[ARTICLE]:

○ ○ ○ ○

If you control the motion, be sure that no ingredients will fall off your pizza. If the flipped cooking sheet is higher than the pizza stone, despite the efforts, the pizza could still be at risk of its crust breaking. In this case, try to use the thinnest sheet you can find.

c) Parchment Paper

The parchment paper is a great substitute for pizza peel. This method is easy, cheap, and works just as well. After stretching your pizza dough, place the parchment paper on your working surface and slightly floor it to prevent your dough from sticking. Put the stretched dough on the parchment paper and shape it using a rolling pin.

Parchment paper with pizza on a stone

Image Credits:

Once your dough is perfectly shaped, add some sauce and all other toppings of your choice. Next, place the parchment paper with the pizza onto the baking stone and bake the pizza while on the parchment paper.

The high temperatures don’t affect the paper because it is meant for baking. However, the parchment paper may become brittle when the oven heats up. To avoid your pizza falling from the brittle paper, use a pair of flat tongs to remove the cooked pizza.

It is important to differentiate between wax paper and parchment paper. They look similar, but the waxed paper isn’t meant for baking. It can’t withstand the high temperatures required to cook pizza on a pizza stone. Therefore it can melt once placed on a heated stone inside the oven.

d) Cardboard

It might sound strange, but cardboard is an ideal replacement for a pizza peel. It is thin hence making the transfer easy. If you have a large piece of stiff cardboard, you can cut it into the shape and size of your pizza and use it to slide off the pizza into the pizza stone.

Cardboard peel

Image Credits:

Things like delivery packaging and old pizza boxes work well. However, to improve your chances, ensure you use stiff cardboard that will withstand the weight and temperature of the pizza. Also, try not to let the pizza sauce and other toppings touch the cardboard. They can wet the cardboard, causing the dough to stick.

e) Cutting Board

Depending on the size of your cutting board, it can be a great pizza peel alternative if you don’t have a pizza peel at hand. Moreover, not all cutting boards are big and bulky; the thinner variants are becoming increasingly popular.

Cutting board

Image Credits:

So, if you have one, especially one with handles, it can effectively substitute for a pizza peel. In this scenario, it not only works like a pizza peel but also looks like one. Since most cutting boards are rectangular, you must adjust your pizza shape to fit. So all you need to do is stretch the pizza dough lengthwise to make it fit the board’s shape better.

○ ○ ○ ○

[YOUR TASK]:
Repeat the part of the article on pizza peel substitutes that opens with "Parchment paper with pizza" and closes with "inside the oven.", changing "brittle" to "fragile".

[DATA EXCERPT]:
○ ○ ○ ○

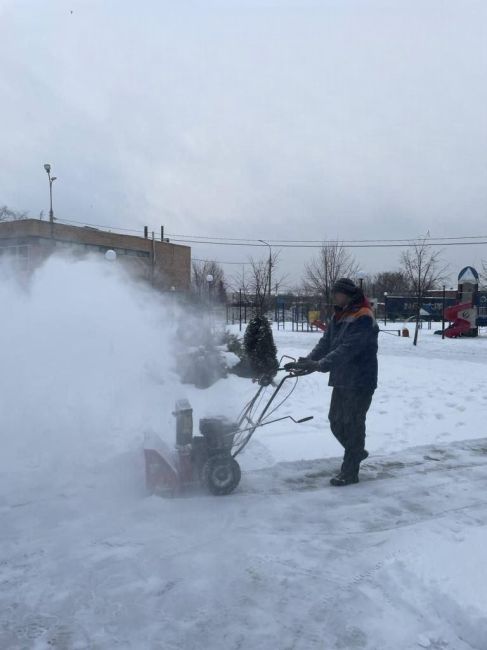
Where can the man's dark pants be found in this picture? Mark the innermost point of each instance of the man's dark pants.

○ ○ ○ ○

[SOLVED EXERCISE]:
Parchment paper with pizza on a stone

Image Credits:

Once your dough is perfectly shaped, add some sauce and all other toppings of your choice. Next, place the parchment paper with the pizza onto the baking stone and bake the pizza while on the parchment paper.

The high temperatures don’t affect the paper because it is meant for baking. However, the parchment paper may become fragile when the oven heats up. To avoid your pizza falling from the fragile paper, use a pair of flat tongs to remove the cooked pizza.

It is important to differentiate between wax paper and parchment paper. They look similar, but the waxed paper isn’t meant for baking. It can’t withstand the high temperatures required to cook pizza on a pizza stone. Therefore it can melt once placed on a heated stone inside the oven.